> SOURCE DATA
↓

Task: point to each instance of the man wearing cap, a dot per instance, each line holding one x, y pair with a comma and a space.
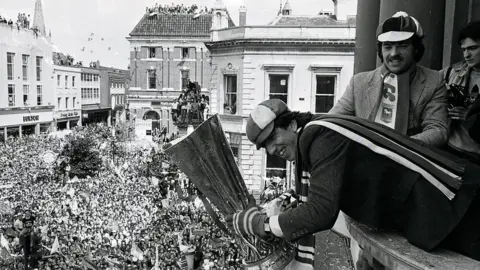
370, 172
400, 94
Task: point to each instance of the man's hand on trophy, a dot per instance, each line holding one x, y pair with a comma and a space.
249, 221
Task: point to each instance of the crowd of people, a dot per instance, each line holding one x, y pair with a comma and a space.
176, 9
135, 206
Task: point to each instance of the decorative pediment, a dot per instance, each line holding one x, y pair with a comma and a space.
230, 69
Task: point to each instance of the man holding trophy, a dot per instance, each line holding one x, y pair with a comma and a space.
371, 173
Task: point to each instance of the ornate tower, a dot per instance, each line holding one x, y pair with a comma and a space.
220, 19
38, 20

↑
↓

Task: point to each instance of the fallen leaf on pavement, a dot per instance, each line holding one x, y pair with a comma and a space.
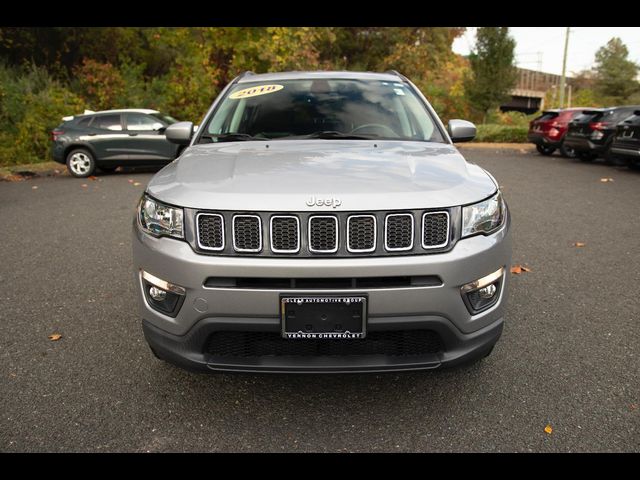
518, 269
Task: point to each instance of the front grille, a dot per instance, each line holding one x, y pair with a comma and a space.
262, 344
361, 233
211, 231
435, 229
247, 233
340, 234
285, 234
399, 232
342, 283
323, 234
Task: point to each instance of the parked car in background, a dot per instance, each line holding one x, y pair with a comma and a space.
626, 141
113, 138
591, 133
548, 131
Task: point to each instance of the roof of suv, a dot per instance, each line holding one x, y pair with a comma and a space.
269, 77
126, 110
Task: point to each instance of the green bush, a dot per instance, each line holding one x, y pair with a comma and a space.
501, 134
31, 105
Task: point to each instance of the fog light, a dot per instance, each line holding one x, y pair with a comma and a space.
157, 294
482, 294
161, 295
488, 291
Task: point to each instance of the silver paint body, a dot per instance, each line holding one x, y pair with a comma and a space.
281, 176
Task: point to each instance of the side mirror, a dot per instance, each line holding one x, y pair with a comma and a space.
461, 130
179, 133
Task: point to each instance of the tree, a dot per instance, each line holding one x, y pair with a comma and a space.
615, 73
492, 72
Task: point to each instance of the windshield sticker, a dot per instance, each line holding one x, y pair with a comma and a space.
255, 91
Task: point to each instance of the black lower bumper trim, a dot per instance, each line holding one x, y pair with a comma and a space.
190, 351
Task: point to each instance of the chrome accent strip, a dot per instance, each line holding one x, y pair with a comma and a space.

↑

> DESCRIPTION OF THE TASK
Pull out each line in the rows above that contains the word "trophy". Uppercase and lowercase letters count as different.

> WRITTEN ANSWER
Task: point to each instance of the man's hand on trophy, a dot per instance, each line holding one x, y pair with a comma and a space.
Task: point to each instance of the man holding trophy, a dot per instance, each line holding one x, y pair with a comma and a space.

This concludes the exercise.